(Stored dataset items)
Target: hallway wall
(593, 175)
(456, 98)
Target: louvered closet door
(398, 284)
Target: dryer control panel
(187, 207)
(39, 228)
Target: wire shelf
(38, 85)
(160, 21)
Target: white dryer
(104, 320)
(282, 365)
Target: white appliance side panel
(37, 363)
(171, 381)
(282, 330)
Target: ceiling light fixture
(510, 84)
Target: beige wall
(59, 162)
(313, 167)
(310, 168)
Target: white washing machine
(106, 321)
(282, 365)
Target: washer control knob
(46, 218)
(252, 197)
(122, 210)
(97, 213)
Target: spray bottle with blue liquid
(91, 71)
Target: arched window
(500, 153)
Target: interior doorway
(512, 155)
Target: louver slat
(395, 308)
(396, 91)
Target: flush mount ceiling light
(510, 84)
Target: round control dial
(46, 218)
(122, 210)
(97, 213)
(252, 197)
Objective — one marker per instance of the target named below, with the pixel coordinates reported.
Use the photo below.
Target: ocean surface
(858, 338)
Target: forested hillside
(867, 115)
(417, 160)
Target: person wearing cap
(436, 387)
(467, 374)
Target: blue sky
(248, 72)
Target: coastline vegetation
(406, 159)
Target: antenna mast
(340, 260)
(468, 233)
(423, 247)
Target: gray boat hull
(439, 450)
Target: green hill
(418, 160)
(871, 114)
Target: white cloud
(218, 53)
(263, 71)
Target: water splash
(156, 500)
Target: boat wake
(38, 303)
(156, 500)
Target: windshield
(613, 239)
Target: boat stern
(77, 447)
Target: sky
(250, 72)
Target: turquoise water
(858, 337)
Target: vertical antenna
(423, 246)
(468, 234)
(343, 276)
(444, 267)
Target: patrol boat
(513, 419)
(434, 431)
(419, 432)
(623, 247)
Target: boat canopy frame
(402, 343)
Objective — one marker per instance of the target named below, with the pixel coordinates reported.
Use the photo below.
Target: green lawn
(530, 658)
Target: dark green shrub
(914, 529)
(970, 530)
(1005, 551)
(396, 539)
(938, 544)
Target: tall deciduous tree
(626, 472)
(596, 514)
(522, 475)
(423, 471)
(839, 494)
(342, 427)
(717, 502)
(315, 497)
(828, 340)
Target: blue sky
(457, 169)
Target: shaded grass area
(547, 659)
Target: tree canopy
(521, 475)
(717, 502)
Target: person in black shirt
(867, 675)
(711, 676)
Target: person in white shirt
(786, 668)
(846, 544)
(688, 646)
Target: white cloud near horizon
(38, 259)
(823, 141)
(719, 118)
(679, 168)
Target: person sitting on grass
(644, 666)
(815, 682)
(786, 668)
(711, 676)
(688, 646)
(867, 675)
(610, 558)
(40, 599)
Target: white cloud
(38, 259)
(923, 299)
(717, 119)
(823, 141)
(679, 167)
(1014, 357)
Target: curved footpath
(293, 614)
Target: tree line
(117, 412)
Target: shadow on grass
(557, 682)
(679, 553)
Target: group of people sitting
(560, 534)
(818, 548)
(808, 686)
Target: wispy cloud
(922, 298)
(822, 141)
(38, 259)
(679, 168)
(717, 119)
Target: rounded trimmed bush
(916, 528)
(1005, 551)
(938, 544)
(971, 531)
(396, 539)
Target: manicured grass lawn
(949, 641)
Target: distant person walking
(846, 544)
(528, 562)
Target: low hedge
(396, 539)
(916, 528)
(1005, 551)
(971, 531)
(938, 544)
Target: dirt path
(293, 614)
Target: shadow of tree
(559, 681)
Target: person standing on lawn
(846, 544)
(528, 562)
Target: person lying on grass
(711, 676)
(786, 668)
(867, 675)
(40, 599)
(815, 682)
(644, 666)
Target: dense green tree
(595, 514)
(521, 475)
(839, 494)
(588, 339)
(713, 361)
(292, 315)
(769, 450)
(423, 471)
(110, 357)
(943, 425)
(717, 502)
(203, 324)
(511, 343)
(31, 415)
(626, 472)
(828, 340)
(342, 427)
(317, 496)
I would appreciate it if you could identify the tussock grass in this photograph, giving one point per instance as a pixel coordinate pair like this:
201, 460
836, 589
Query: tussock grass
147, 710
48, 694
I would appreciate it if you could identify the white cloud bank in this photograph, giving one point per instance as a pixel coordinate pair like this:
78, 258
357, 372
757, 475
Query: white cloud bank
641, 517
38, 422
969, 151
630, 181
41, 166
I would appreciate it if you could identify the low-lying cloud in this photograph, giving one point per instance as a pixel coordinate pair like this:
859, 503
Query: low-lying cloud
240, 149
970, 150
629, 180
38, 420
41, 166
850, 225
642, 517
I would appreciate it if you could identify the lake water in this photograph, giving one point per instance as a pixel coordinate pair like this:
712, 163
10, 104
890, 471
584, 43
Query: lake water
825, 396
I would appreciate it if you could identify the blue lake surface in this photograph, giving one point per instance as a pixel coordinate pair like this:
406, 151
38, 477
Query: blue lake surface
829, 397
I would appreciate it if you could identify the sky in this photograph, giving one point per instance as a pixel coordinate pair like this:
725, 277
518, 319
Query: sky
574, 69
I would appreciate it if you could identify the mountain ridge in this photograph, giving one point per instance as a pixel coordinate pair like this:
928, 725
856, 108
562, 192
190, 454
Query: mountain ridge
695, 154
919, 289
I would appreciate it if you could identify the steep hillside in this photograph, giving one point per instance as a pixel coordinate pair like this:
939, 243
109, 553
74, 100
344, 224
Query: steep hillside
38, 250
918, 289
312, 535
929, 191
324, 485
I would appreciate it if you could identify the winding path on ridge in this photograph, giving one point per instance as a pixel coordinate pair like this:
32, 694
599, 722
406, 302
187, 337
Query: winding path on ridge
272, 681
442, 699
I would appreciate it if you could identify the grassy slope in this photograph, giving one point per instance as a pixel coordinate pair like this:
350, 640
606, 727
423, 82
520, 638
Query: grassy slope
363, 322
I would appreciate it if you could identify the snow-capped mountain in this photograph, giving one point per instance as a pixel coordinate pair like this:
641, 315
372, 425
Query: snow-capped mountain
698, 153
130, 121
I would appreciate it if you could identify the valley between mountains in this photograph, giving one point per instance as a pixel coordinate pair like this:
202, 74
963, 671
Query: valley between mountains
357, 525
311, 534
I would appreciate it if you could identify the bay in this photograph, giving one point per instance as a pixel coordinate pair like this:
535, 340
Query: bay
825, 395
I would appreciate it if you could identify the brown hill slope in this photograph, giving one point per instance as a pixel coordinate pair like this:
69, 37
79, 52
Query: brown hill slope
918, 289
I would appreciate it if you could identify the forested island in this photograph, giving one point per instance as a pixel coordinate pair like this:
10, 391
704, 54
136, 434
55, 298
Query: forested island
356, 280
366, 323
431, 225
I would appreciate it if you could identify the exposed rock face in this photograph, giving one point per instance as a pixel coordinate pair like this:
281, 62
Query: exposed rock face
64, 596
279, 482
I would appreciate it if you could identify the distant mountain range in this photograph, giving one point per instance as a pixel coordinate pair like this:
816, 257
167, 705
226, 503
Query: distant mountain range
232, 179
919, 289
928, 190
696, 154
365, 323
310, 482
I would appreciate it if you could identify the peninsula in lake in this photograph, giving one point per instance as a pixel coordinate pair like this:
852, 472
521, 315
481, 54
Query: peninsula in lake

[WHAT THE TASK REQUIRES]
Each line of the listing should be copied exactly.

[PROBLEM SOLUTION]
Target: hallway wall
(593, 175)
(456, 98)
Target: louvered closet door
(398, 284)
Target: dryer control panel
(187, 207)
(39, 228)
Target: wire shelf
(38, 85)
(160, 21)
Target: white dryer
(104, 320)
(282, 365)
Target: white appliance side panel
(37, 363)
(171, 381)
(282, 330)
Target: ceiling light fixture
(510, 84)
Target: beige wall
(59, 162)
(313, 167)
(310, 168)
Target: white washing machine
(106, 321)
(282, 365)
Target: washer control knob
(46, 218)
(252, 197)
(122, 210)
(97, 213)
Target: spray bottle with blue liquid
(91, 71)
Target: arched window
(500, 153)
Target: interior doorway
(512, 155)
Target: louver slat
(395, 308)
(396, 91)
Target: flush mount ceiling light
(510, 84)
Target: round control dial
(46, 218)
(122, 210)
(97, 213)
(252, 197)
Objective — one marker per instance of the target named below, with the pixel coordinates reported.
Use the photo below.
Target: ocean surface
(858, 338)
Target: forested hillside
(867, 115)
(417, 160)
Target: person wearing cap
(436, 387)
(467, 374)
Target: blue sky
(248, 72)
Target: coastline vegetation
(406, 159)
Target: antenna mast
(340, 260)
(468, 233)
(423, 247)
Target: gray boat hull
(439, 450)
Target: green hill
(418, 160)
(871, 114)
Target: white cloud
(218, 53)
(263, 71)
Target: water splash
(156, 500)
Target: boat wake
(38, 303)
(156, 500)
Target: windshield
(613, 239)
Target: boat stern
(77, 447)
Target: sky
(250, 72)
Target: turquoise water
(858, 337)
Target: vertical antenna
(423, 246)
(468, 234)
(343, 276)
(444, 267)
Target: patrol boat
(513, 419)
(434, 431)
(419, 432)
(623, 247)
Target: boat canopy frame
(402, 343)
Objective — one marker per instance of the target named below, with the pixel coordinates reported.
Use the photo below.
Target: green lawn
(530, 658)
Target: dark green shrub
(914, 529)
(970, 530)
(1005, 551)
(396, 539)
(938, 544)
Target: tall deciduous tree
(626, 472)
(596, 514)
(522, 475)
(423, 471)
(839, 494)
(342, 427)
(717, 502)
(315, 497)
(828, 340)
Target: blue sky
(457, 169)
Target: shaded grass area
(547, 659)
Target: tree canopy
(521, 475)
(717, 502)
Target: person in black shirt
(867, 675)
(711, 676)
Target: person in white shirt
(786, 668)
(846, 544)
(688, 646)
Target: white cloud near horizon
(38, 259)
(823, 141)
(719, 118)
(679, 168)
Target: person sitting on grass
(644, 666)
(815, 682)
(786, 668)
(711, 676)
(688, 646)
(867, 675)
(610, 558)
(40, 599)
Target: white cloud
(38, 259)
(923, 299)
(717, 119)
(823, 141)
(679, 167)
(1014, 357)
Target: curved footpath
(293, 614)
Target: tree line
(117, 412)
Target: shadow on grass
(557, 682)
(679, 553)
Target: group of people sitting
(560, 534)
(818, 548)
(808, 686)
Target: wispy cloud
(922, 298)
(822, 141)
(38, 259)
(679, 168)
(717, 119)
Target: rounded trimmed bush
(916, 528)
(1005, 551)
(938, 544)
(971, 531)
(396, 539)
Target: manicured grass lawn
(949, 641)
Target: distant person walking
(846, 544)
(528, 562)
Target: low hedge
(396, 539)
(916, 528)
(1005, 551)
(971, 531)
(938, 544)
Target: dirt path
(293, 614)
Target: shadow of tree
(559, 681)
Target: person standing on lawn
(846, 544)
(528, 562)
Target: person lying on grass
(711, 676)
(786, 668)
(867, 675)
(40, 599)
(815, 682)
(644, 666)
Target: dense green tree
(595, 514)
(521, 475)
(839, 494)
(588, 339)
(713, 361)
(292, 315)
(769, 450)
(423, 471)
(110, 357)
(943, 425)
(717, 502)
(203, 324)
(511, 343)
(31, 415)
(626, 472)
(828, 340)
(342, 427)
(317, 496)
I would appreciate it if you could identify the tussock grass in this photograph, giving one point per instance as a pixel coordinate pair like this:
201, 460
836, 589
Query: tussock grass
147, 710
48, 694
I would appreciate it if you could identify the white cloud bank in this photograph, giving one point per instance as a pixel coordinate pair like this:
78, 258
357, 372
757, 475
Query: white cloud bank
641, 517
38, 422
969, 151
630, 181
41, 166
I would appreciate it if you could identify the low-lying cloud in this photograph, giving one point per instance as a pixel coordinate pair like this:
859, 503
Query: low-lying cloud
240, 149
970, 150
629, 180
38, 420
41, 166
850, 225
642, 517
I would appreciate it if you could identify the lake water in this photograph, giving one point per instance as a pixel coordinate pair like this:
712, 163
10, 104
890, 471
584, 43
Query: lake water
825, 396
I would appreciate it if you could identify the blue lake surface in this photograph, giving one point per instance as a pixel coordinate pair like this:
406, 151
38, 477
Query: blue lake surface
829, 397
I would appreciate it if you could identify the sky in this photograph, giving one point per instance as a pixel coordinate pair like this:
725, 277
518, 319
Query: sky
574, 69
I would appreciate it if you could identify the mountain ridge in this photograph, giving one point per instance as a pixel coordinate pair like this:
928, 725
856, 108
562, 192
190, 454
Query: mountain ridge
695, 154
919, 289
I would appreciate it if you could identify the steep hillside in this photograph, giving one point per instance as a pixel coordinate pair like this:
939, 243
109, 553
74, 100
344, 224
Query: steep hillside
38, 250
918, 289
312, 535
929, 191
324, 485
I would appreciate it if you could identify the winding path on ridge in this photograph, giving one point per instance as a pixel coordinate pair like this:
32, 694
599, 722
406, 302
187, 337
Query: winding path on ridge
272, 681
442, 699
I would appreciate it if you could identify the grassy slope in this photograph, giving one point per instance as a pixel coordinate pair like this:
350, 640
606, 727
423, 82
520, 638
Query: grassy slope
363, 322
I would appreciate it if you could identify the snow-capped mountain in this photograph, giving one point per instance as a pixel coordinate pair like this:
641, 315
372, 425
Query: snow-capped mountain
698, 153
130, 121
I would appreciate it if you could identify the valley between mountains in this photograph, giving one point per instance as a pixel coordinate pair like this:
202, 74
963, 671
Query: valley between mountains
357, 525
311, 534
I would appreciate it if you could identify the bay in this photograph, giving one point per instance as a pixel coordinate pair like this:
535, 340
Query: bay
825, 395
I would appreciate it if you could identify the brown hill slope in this photograph, giving one point per instance as a pixel coordinate pair like this:
69, 37
79, 52
Query: brown hill slope
918, 289
I would appreciate it if you could identify the forested island in this photograph, giving one point per instance as a pixel coordinate pair like this:
10, 391
704, 54
136, 434
55, 298
Query: forested island
356, 280
366, 323
431, 225
I would appreciate it if you could identify the exposed rock face in this photograph, giving one point per instance as a pixel coordinate pair like this:
281, 62
Query: exposed rock face
64, 596
279, 482
I would appreciate it if you could identify the distant mountain range in this photograph, giving one point per instance as a pixel coordinate pair like this:
816, 257
167, 705
226, 503
Query: distant mountain range
232, 179
919, 289
928, 190
696, 154
365, 323
310, 482
I would appreciate it if you could identify the peninsula in lake in this photograph, giving one point per instance as a pixel coordinate pair like this:
852, 472
521, 315
481, 54
Query: peninsula in lake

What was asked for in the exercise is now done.